__Requirements__: Gather every line of the listing below that contains the string "shirt", treating uppercase and lowercase letters as different.
[begin Record set]
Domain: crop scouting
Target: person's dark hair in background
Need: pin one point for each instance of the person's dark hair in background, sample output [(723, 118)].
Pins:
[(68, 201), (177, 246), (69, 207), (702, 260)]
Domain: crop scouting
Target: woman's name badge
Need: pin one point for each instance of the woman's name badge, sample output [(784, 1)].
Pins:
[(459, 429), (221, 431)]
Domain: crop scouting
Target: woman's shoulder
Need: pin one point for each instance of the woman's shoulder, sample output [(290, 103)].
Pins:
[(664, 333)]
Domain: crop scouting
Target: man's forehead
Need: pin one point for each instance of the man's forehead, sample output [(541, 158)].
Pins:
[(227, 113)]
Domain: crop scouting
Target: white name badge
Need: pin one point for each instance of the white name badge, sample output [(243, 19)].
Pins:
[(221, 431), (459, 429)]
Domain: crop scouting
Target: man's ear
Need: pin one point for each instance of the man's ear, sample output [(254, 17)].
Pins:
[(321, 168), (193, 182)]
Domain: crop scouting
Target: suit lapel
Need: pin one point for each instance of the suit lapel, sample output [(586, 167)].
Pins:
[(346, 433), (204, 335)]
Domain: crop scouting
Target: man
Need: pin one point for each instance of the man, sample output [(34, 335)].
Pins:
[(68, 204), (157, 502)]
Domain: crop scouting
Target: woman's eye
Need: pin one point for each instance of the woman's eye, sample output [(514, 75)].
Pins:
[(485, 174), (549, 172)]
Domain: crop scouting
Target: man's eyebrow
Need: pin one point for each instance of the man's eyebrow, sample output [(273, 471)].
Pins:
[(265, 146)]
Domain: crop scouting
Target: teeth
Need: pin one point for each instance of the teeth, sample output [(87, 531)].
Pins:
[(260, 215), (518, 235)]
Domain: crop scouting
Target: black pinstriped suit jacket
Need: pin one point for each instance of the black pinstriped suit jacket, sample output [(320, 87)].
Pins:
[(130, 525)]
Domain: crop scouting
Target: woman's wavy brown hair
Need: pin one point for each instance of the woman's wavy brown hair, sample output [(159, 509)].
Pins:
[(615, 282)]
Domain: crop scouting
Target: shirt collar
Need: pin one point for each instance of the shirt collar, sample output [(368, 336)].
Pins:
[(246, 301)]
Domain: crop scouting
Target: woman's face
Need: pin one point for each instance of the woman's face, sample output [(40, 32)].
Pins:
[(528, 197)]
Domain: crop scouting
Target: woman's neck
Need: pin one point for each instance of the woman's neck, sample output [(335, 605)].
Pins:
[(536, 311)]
[end Record set]
__Written response__:
Target: shirt collar
Need: pin one point for each instance of the shirt collar, sample output [(368, 336)].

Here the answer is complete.